Trump plan blamed for violence
Palestinians decry initiative for promoting annexation, ‘apartheid’
JERUSALEM—Palestinians on Friday rejected U.S. allegations of incitement after a day of clashes and attacks left three Palestinians dead, including a member of the security forces, and wounded more than a dozen Israeli soldiers.
They instead linked the violence to President Donald Trump’s Mideast initiative, which heavily favours Israel on all the most contentious issues of the conflict and would allow it to annex large parts of the occupied West Bank.
“Those who introduce plans for annexation and apartheid and the legalization of occupation and settlements are the ones who bear full responsibility for deepening the cycle of violence and extremism,” senior Palestinian official Saeb
Erekat said in a statement.
He was responding to remarks delivered the day before by Jared Kushner, Trump’s sonin-law and the architect of the Mideast blueprint, who had blamed Palestinian President Mahmoud Abbas for the latest violence.

Data excerpts:
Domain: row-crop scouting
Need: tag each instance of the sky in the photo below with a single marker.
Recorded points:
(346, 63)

* * *

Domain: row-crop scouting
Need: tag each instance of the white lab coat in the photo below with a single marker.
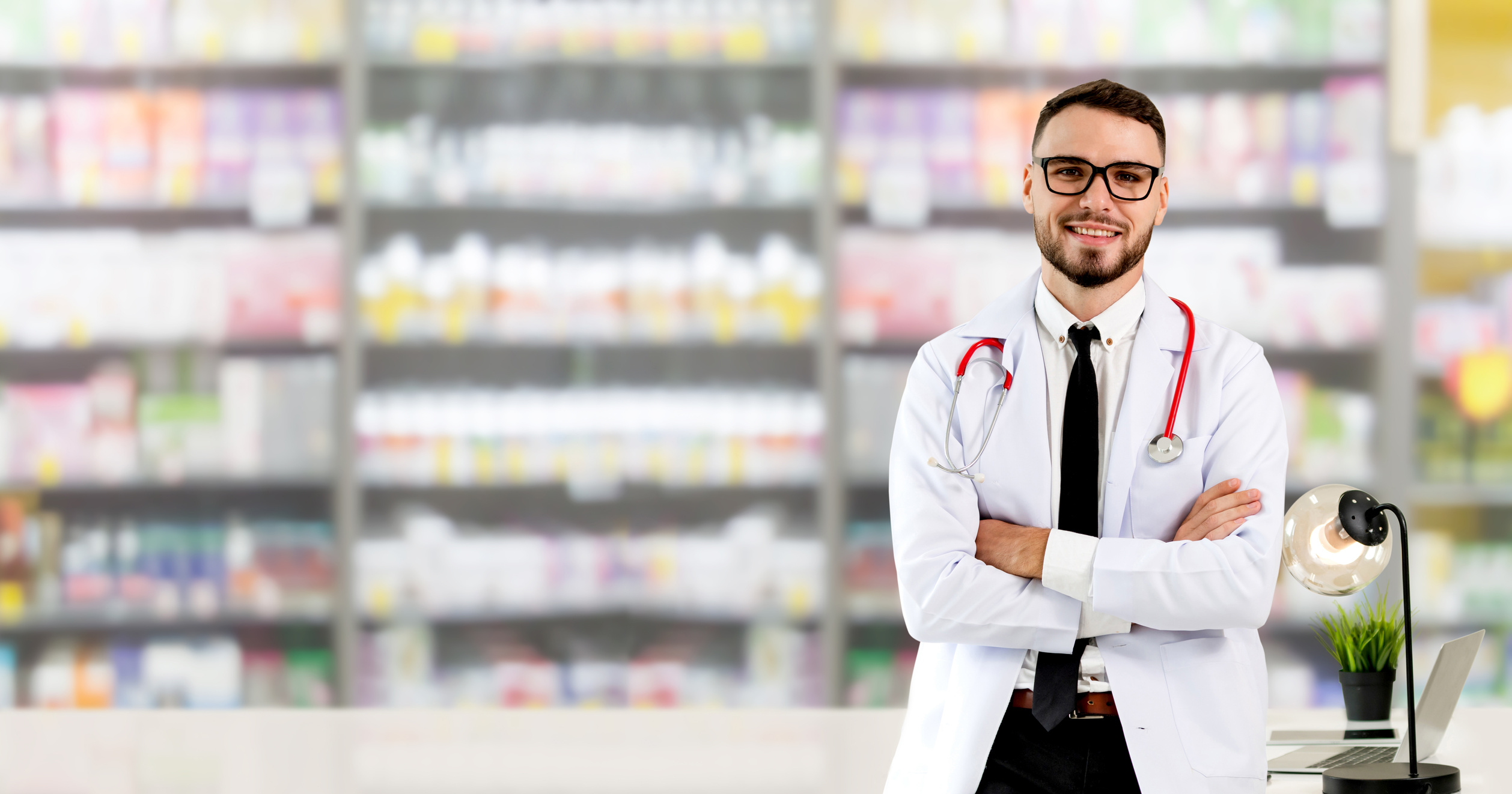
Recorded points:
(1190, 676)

Set of tasks:
1 > From the Trump plan article, output everything from "They instead linked" down to "occupied West Bank.".
2 > Translate this sentence from the Trump plan article into Spanish: "Palestinians on Friday rejected U.S. allegations of incitement after a day of clashes and attacks left three Palestinians dead, including a member of the security forces, and wounded more than a dozen Israeli soldiers."
The records have nothing to do with what is asked here.

Solutions in order:
1 >
They instead linked the violence to President Donald Trump’s Mideast initiative, which heavily favours Israel on all the most contentious issues of the conflict and would allow it to annex large parts of the occupied West Bank.

2 > Los palestinos rechazaron el viernes las acusaciones estadounidenses de incitación después de que una jornada de enfrentamientos y ataques dejara tres palestinos muertos, entre ellos un miembro de las fuerzas de seguridad, y más de una docena de soldados israelíes heridos.